PASSAGE PROVIDED –
-- -- --

Commit Graph

385 Commits

Author SHA1 Message Date
Mateusz Mandera
a52bc4d71b slack: Handle integration bots with missing data.
We encountered the following two new cases with integration bots in
Slack imports:
1. Bots without the image_72 field in their data. Such bots should fall
   back to gravatar.
2. Bots whose bot_id is the sender of certain messages, but querying the
   bots.info endpoint returns bot_not_found error. We should create
   dummy accounts in place of such bots.
2025-05-16 13:06:28 -07:00
Mateusz Mandera
61b6e823b6 slack: Don't create duplicate reactions.
Just like in the prior commit we add similar code in `get_subscription`,
here we do this for reactions. If two Slack accounts, which will be
merged into one Zulip account, posted the same emoji reaction to a
message, we need to avoid duplication.
2025-05-16 13:06:28 -07:00
Mateusz Mandera
86f17026ac slack: Don't create duplicate subscriptions.
In 1517601e9d we added merging of accounts
with the same email address; but didn't prevent duplication of
subscriptions when two Slack accounts, merged into one Zulip account,
belong to a channel.
2025-05-16 13:06:28 -07:00
userAdityaa
354a16fb0a migration: Rename 'populate_db' Client to 'ZulipDataImport'.
This commit:

* Creates a migration to rename any existing Client with
name="populate_db" to "ZulipDataImport".
* Updates populate_db.py to use ZulipDataImport for new
message creation

These changes should make code to identify imported messages
considerably more readable.

Fixes #33909.
2025-05-08 12:18:34 -07:00
PieterCK
a228699108 slack_incoming: Use Slack text reformatters from data import.
This commit updates the Slack incoming webhook endpoint to use the same
Slack reformatting functions (`convert_to_zulip_markdown` and
`replace_links`) that are used for Slack data import and cleaning up any
duplicative functions.

This was previously not possible because the Slack reformatting regex in
`slack_message_conversion.py` could not handle these cases:

- Formatting applied to non-ASCII characters (e.g., emoji).

- Formatted strings separated by exactly one character.

- Formatted strings appearing immediately after a new line.

Fixes part of #31162.
2025-04-28 20:49:10 -07:00
PieterCK
c018911c5b slack_regex: Fix overlapping capture groups.
The Slack text regexes match specific characters before and after the
formatted string to ensure that they only match at word boundaries.

However, because the capture groups consume each matching character,
including the characters used to determine word boundaries, two
formatted strings separated by a single matching character result in one
string not being matched, as the trailing whitespace is already
consumed and cannot also match as the leading pre-match whitespace for
the next character.

Switch to a look-ahead regex for the trailing word boundary
characters. This is zero-width, and as such the next match can still
also consume the same characters.

This also fixes Slack webhook integrations'
`test_message_with_complex_formatted_mentions` which was previously
expecting false output.

-- -- --

TASK DESCRIPTION –
Continue the Zulip commit log above, starting right after its last line.

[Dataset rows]
-- -- --

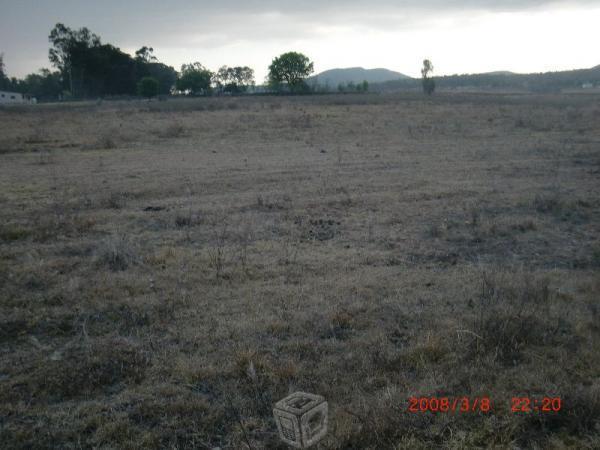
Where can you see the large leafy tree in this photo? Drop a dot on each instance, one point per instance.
(69, 51)
(234, 79)
(194, 79)
(148, 66)
(289, 70)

-- -- --

REPLY TO THE TASK –
Fixes part of #30827.
2025-04-28 20:49:10 -07:00
PieterCK
cfeb4ba731 slack_regex: Simplify Slack regex main capture group.
The inner capture group of Slack text regex is used to capture the
formatted text, so basically all characters but the formatting
characters like *, ~, and _.

It currently does this by specifying a range of characters to be
captured except the formatting characters. This unintentionally excluded
non-ASCII characters like emoji.

This commit simplifies the inner capture groups of the Slack text regex
to explicitly exclude formatting characters (e.g., *, ~, _) instead of
using an allowlist to not include them.

This change is part of the effort to make `convert_to_zulip_markdown`
compatible with output from `render_blocks` and `render_attachments`,
which may contain emoji.
2025-04-28 20:49:10 -07:00
PieterCK
ee34ccb8c2 slack_regex: Remove unnecessary inner capture group.
The inner capture groups of the Slack text regex tries to captures the
formatted string. For an unclear reason, we're currently using two
similar capture groups despite the fact that only using the second
capture groups would suffice.

This removes the first capture groups.
2025-04-28 20:49:10 -07:00
PieterCK
8992435caf slack_regex: Update Slack regex handle multiline strings.
This prep commit modifies the Slack text regex in
`slack_message_conversion.py` to use the `re.MULTILINE` flag capture
formatted strings that are adjacent to newline or end of line.

These kinds of strings are likely not uncommon to be generated by Slack
exporter itself and our Slack message block and attachment formatters
(`render_blocks` and `render_attachments`) also produces them.

This also fixes Slack webhook integration's
`test_message_with_complex_formatted_texts` which was previously
expecting false output.

Fixes part of #30827.
2025-04-28 20:49:10 -07:00
PieterCK
6c1818fa46 slack_regex: Avoid replacing all identical matches.
In `convert_markdown_syntax`, `re.finditer` is used to iterate over each
`match` found in the `text`. In each iteration, we create the Zulip
formatting equivalent of the current `match` and do a `text.replace()`
to replace all strings in `text` that matches the current `match`.

Since we're planning to add the `re.MULTILINE` flag to `re.finditer`, it
would be problematic if the first and last capture group of `match` are
zero-width characters (newlines). This is because
`convert_markdown_syntax` would reformat all identical strike-through
and bold formatted strings as many time as there are identical `match`es
of them.

Consider the following:
---
 original text: "*foo*\n*foo*"

 1. <re.Match object; span=(0, 5), match='*foo*'>
    1st replace -> "**foo**\n**foo**"

 2. <re.Match object; span=(6, 11), match='*foo*'>
    2nd replace -> "***foo***\n***foo***"
---

This commit uses `re.sub` instead of `re.finditer`, which does replace
operation only on the specific piece of the original text the `match` is
from.
2025-04-28 20:49:10 -07:00
PieterCK
946e4096fc slack_regex: Refactor how the capture groups are defined.
This updates the patterns to use a more unicode-aware pattern for their
first and last capture groups. The new patterns have the same
behaviours, but they're expressed in a more coherent way.

For example, the existing patterns lists what characters to look for,
skipping ceratin characters it don't want to match (e.g, closing
brackets & quote are skipped). The new pattern narrows down what it
looks for (whitespace, punctuation, symbols) and explicitly list what it
don't want to match (closing quote and bracket, etc).

This also refactors the `convert_markdown_syntax` to use the `regex`
module instead of the `re` module because the `regex` module has full
unicode support.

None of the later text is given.